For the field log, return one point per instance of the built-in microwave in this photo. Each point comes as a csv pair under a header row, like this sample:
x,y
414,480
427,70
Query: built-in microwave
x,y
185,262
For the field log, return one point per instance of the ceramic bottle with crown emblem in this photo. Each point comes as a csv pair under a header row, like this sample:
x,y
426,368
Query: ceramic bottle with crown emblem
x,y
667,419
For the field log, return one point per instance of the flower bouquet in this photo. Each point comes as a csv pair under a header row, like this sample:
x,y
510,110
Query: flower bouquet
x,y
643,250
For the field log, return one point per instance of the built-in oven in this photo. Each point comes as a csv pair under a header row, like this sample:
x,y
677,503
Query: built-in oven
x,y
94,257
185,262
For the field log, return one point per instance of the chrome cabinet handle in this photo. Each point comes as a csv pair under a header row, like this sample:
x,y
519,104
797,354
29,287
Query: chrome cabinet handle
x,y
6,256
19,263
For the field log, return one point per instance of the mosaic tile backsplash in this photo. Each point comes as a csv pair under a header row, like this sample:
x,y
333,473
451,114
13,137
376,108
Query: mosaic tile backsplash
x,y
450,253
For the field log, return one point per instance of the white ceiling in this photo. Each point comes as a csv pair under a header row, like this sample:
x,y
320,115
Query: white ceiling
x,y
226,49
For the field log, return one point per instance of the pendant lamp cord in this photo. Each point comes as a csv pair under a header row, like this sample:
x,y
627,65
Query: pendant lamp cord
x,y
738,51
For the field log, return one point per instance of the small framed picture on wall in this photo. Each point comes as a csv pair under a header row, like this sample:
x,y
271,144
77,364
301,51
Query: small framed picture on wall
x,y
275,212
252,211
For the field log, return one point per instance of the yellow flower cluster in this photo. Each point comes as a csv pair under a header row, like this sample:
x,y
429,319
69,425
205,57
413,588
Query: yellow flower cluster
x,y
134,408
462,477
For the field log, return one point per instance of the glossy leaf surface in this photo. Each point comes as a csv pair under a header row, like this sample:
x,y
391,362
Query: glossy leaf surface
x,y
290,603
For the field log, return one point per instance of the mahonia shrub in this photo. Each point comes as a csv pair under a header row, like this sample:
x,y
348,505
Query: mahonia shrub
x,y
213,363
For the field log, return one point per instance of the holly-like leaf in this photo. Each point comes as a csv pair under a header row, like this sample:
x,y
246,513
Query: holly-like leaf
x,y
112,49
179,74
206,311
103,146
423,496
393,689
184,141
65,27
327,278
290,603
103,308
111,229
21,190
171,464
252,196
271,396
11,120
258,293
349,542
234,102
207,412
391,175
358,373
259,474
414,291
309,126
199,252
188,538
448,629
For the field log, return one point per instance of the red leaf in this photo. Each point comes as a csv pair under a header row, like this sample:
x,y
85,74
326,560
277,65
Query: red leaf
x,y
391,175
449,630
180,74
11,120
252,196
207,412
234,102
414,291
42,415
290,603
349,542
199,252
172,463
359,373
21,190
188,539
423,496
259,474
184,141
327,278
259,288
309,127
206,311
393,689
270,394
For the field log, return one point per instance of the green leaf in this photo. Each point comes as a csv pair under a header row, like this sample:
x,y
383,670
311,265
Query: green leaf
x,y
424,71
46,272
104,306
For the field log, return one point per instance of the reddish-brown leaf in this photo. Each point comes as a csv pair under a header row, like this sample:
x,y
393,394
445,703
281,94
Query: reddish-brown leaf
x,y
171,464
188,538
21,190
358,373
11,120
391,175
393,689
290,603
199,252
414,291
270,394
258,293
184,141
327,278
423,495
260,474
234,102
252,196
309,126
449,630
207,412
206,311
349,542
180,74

========================================================================

▶ [PROBLEM STATEMENT]: Exactly as written above, please repeat the entries.

▶ [SOLUTION TO THIS EXERCISE]:
For the field log, return one point per instance of the built-in microwave in this photo. Each point comes as a csv pair under a header row, like this sample:
x,y
414,480
427,70
Query: built-in microwave
x,y
185,262
For the field log, return one point per instance of the ceramic bottle with crown emblem in this photo. Each point comes as a csv pair under a header row, like this sample:
x,y
426,368
Query: ceramic bottle with crown emblem
x,y
667,419
For the field log, return one point per instance of the flower bouquet in this photo. Each point comes as a csv pair under a header row, like this sample:
x,y
510,110
Query: flower bouquet
x,y
643,250
For the field log, return one point per instance of the built-in oven in this photo. Each point comes as a csv pair under a header row, like this sample:
x,y
677,503
Query: built-in oven
x,y
94,257
185,262
For the field log, return one point per instance of the chrome cabinet handle in this photo. Each point comes as a csv pair under a header row, like this sample:
x,y
519,104
797,354
29,287
Query: chrome cabinet handle
x,y
6,256
19,263
For the field log, return one point per instance of the mosaic tile backsplash in this photo. Each point comes as a csv pair under a header row, like this sample:
x,y
333,473
451,114
13,137
376,108
Query: mosaic tile backsplash
x,y
450,253
For the field log, return one point per instance of the white ceiling in this photo. Each point comes as a csv pair under a header row, like this sample:
x,y
320,115
Query: white ceiling
x,y
226,49
For the field log, return one point per instance of the pendant lamp cord in this photo. Each point comes as a csv pair under a header row, like this sample:
x,y
627,65
Query: pendant lamp cord
x,y
738,51
For the field log, return one point per instance of the small framed picture on wall in this photo. Each point comes as a csv pair under a header row, like this sample:
x,y
271,144
77,364
301,51
Query: small framed picture on wall
x,y
275,212
252,211
For the field log, return one point per instance of the yellow flower cluster in this photo. Each point comes as a csv pair under a header row, like this sample:
x,y
429,319
69,425
205,57
413,588
Query: yellow flower cluster
x,y
134,408
462,477
For the field log, return one point per instance of the glossy leaf surface in this photo. Each point comes as a csv pair under a header row, like this sample:
x,y
391,362
Query: glossy leaf surface
x,y
290,603
For the field log, return one point per instance of the mahonia shrub in this photo. Each point comes as a csv pair under a header row, like this sample:
x,y
348,505
Query: mahonia shrub
x,y
213,363
For the field log, return one point per instance of the holly-like leaf in this photo. Each point comes as a csv pair under a header row, like this sample:
x,y
246,513
Query: holly-like leaf
x,y
112,49
179,74
206,311
103,146
423,496
393,689
184,141
65,27
327,278
290,603
103,308
111,229
21,190
171,464
252,196
271,396
11,120
258,293
349,542
234,102
207,412
391,175
358,373
259,474
414,291
309,126
199,252
188,538
448,629
For the field log, return one point per instance of the red leaf in this photo. Each point comes as a csv pair under a header row, like this sample:
x,y
85,74
326,560
277,65
Query: red leaf
x,y
391,175
449,630
180,74
11,120
252,196
207,412
234,102
414,291
42,415
290,603
349,542
199,252
172,463
359,373
21,190
188,539
423,496
259,474
184,141
327,278
259,288
309,127
206,311
393,689
270,394
For the field log, return one point per instance of the green leaf in this photo. Each point comes as a csv pair under a header row, like this sample:
x,y
383,670
311,265
Query: green leaf
x,y
424,71
46,272
104,306
For the field log, return one point per instance of the reddish-brown leaf in this photo. Each point comes as a csv pair under a header row, like this sample:
x,y
393,394
445,703
281,94
Query: reddish-brown leaf
x,y
171,464
188,538
21,190
358,373
11,120
391,175
393,689
290,603
199,252
414,291
270,394
258,293
184,141
327,278
423,495
260,474
234,102
252,196
309,126
449,630
207,412
206,311
349,542
180,74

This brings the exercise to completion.